# [Task item]
Copy every line of the data below exactly as given, except for the pictures.

Top of Data for processing

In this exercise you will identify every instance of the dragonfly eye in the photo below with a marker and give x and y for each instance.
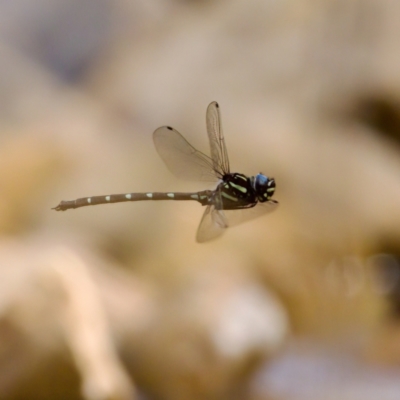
(264, 187)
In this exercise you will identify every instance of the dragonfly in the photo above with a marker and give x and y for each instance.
(237, 198)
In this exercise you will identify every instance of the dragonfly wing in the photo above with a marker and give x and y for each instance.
(181, 158)
(212, 225)
(218, 150)
(236, 217)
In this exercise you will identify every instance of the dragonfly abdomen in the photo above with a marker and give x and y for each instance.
(202, 197)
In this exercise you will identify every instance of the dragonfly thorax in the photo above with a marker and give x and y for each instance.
(263, 186)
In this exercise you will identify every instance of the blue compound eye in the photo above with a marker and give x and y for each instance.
(264, 187)
(261, 180)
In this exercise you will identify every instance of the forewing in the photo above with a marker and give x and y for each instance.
(181, 158)
(212, 225)
(236, 217)
(218, 150)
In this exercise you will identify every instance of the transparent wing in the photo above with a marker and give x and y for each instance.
(236, 217)
(212, 225)
(215, 220)
(218, 150)
(181, 158)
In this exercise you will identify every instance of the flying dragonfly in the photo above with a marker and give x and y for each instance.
(237, 198)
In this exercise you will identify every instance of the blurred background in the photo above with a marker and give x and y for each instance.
(119, 301)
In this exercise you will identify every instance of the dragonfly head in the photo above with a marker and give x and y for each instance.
(264, 187)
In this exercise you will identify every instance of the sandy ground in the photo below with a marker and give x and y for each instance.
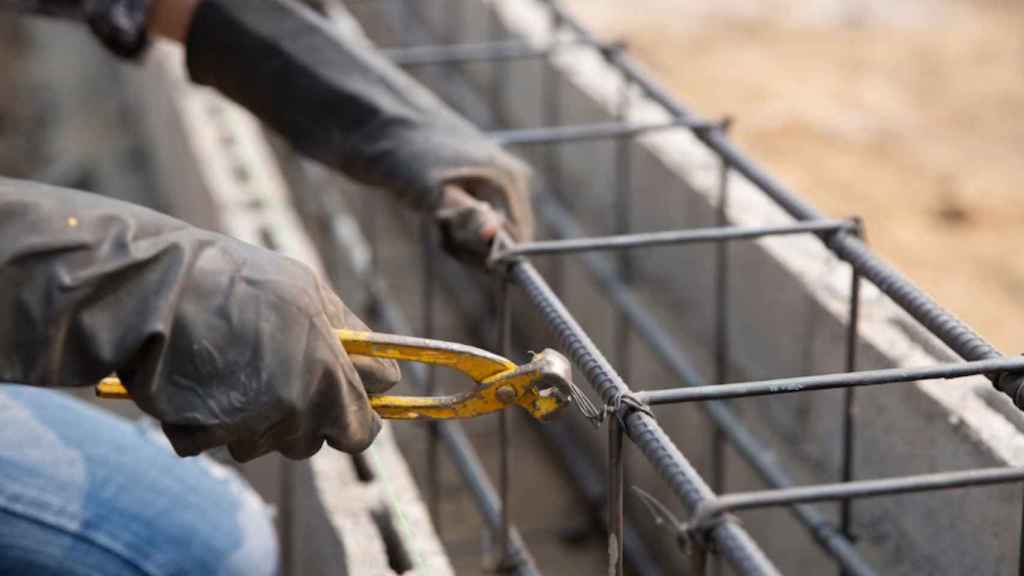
(909, 114)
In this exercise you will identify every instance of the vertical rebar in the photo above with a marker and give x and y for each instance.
(722, 323)
(722, 335)
(551, 105)
(427, 304)
(504, 322)
(853, 321)
(624, 224)
(615, 482)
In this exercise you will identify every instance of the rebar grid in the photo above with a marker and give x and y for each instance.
(627, 412)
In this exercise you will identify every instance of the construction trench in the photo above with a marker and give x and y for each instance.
(764, 291)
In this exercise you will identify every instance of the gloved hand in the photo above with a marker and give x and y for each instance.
(337, 99)
(225, 343)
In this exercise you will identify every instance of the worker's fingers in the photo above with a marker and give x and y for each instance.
(378, 375)
(504, 184)
(468, 224)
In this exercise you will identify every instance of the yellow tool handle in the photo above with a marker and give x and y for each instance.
(475, 363)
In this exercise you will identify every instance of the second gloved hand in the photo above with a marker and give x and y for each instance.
(223, 342)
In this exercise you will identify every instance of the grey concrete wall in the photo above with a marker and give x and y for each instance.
(216, 168)
(788, 299)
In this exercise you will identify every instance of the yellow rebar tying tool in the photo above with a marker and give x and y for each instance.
(543, 386)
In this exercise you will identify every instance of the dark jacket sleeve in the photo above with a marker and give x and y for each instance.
(335, 97)
(224, 342)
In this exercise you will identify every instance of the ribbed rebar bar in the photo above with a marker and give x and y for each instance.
(919, 304)
(734, 543)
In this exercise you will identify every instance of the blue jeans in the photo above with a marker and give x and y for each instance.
(83, 492)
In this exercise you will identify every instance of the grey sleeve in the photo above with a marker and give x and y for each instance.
(337, 99)
(224, 342)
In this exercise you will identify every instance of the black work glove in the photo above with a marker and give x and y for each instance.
(224, 342)
(337, 99)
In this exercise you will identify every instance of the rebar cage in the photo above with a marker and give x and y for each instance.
(710, 527)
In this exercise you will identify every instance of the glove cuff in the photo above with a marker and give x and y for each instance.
(120, 25)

Bottom of Data for processing

# [Reply to the exercise]
In this exercise you will identify every instance of the dragonfly eye in the photo below with a marker and give x and y for each instance.
(264, 187)
In this exercise you will identify every instance of the dragonfly in the photo above with a marker and give x and y for each instance.
(237, 198)
In this exercise you will identify every instance of the dragonfly wing in the photo above with a marker and give x and y for each instance.
(181, 158)
(212, 225)
(218, 150)
(236, 217)
In this exercise you will identify every instance of the dragonfly abdomen in the photo above with a marker and give x and y for each instance.
(202, 197)
In this exercise you will identify every instance of the dragonfly thorax in the photo above with a marker and give x and y for each instance.
(263, 186)
In this exercise you will identify every instance of the blue compound eye in the photo above with a marker and give x and y for each instance.
(264, 187)
(261, 180)
In this exercise you will identify every instance of the forewing in the photo above with a marker and give x and y for each instance.
(181, 158)
(212, 225)
(236, 217)
(218, 150)
In this exercise you will identify every instance of the transparent wing in the photo above with a marker and give x and y for each instance.
(236, 217)
(212, 225)
(215, 220)
(218, 150)
(181, 158)
In this exercise you will identify every instance of the flying dragonfly in the photo above with a marker and give x and y for each instance.
(237, 198)
In this exercise you will identify every instance of the blurred background in the photo above with a marker and give x and y for each instance.
(119, 301)
In this exercise you will identify every instance of the dragonfly head in the photo above with a marker and give x and y for each instance.
(264, 187)
In this exercise you will identify every instance of the sandy ground in the photo below with a marker and give x and y for each instance.
(909, 114)
In this exercise you will identify every instance of the vertical rebar in the photo above with a marker and give x and y for each instance.
(722, 323)
(722, 335)
(551, 105)
(427, 304)
(504, 322)
(853, 321)
(624, 224)
(615, 482)
In this exercise you will identify every instance of the rebar grid in the photo above with a marker and give x and y for each instance.
(627, 412)
In this exercise you will identify every instance of the construction trench in the photo above with a marker and give x and y for each instance.
(764, 291)
In this exercise you will identify every instance of the gloved hand in the photo above with a marker and give x and y for each instance.
(337, 99)
(225, 343)
In this exercise you will identify every instance of the worker's fingers in the photo above with a marker and give x and y for each instance.
(378, 375)
(504, 184)
(468, 224)
In this exercise you will identify every instance of the yellow tool handle in the photo above with a marker and give x and y for each instance.
(475, 363)
In this exercise you will identify every instance of the second gloved hand in the photo above with a marker and give x and y for each instance.
(223, 342)
In this exercise you will identify every instance of the grey concrete wall in the photo above with a marker and give x and y for each instance.
(216, 168)
(788, 299)
In this exercise you will identify every instance of the yellow rebar tying tool in the photo above with a marker and give x and y for each instance.
(543, 386)
In this exercise you will identify every instance of the dark jacket sleeve in the photo above with a marker and give x and y for each instance.
(335, 97)
(224, 342)
In this exercise you will identify every instance of the ribbed rebar bar in the photo above with a marker and give x and y for each instance.
(919, 304)
(734, 543)
In this exercise you will identify every instance of the blue jeans in the photo above with a marker and give x and y for each instance.
(83, 492)
In this exercise you will identify every instance of the grey sleeve in the photo above with a marker and give x and y for each instance.
(337, 99)
(224, 342)
In this exercise you will identify every instance of the black work glove in the photo above with a marker and give x and y for each instance.
(224, 342)
(337, 99)
In this exercise you will identify every instance of the rebar cage in the photo above with a marker and give x and y for each instance.
(710, 527)
In this exercise you will identify every instance of the glove cuff in the photo above with a marker and give x and y for each instance.
(120, 25)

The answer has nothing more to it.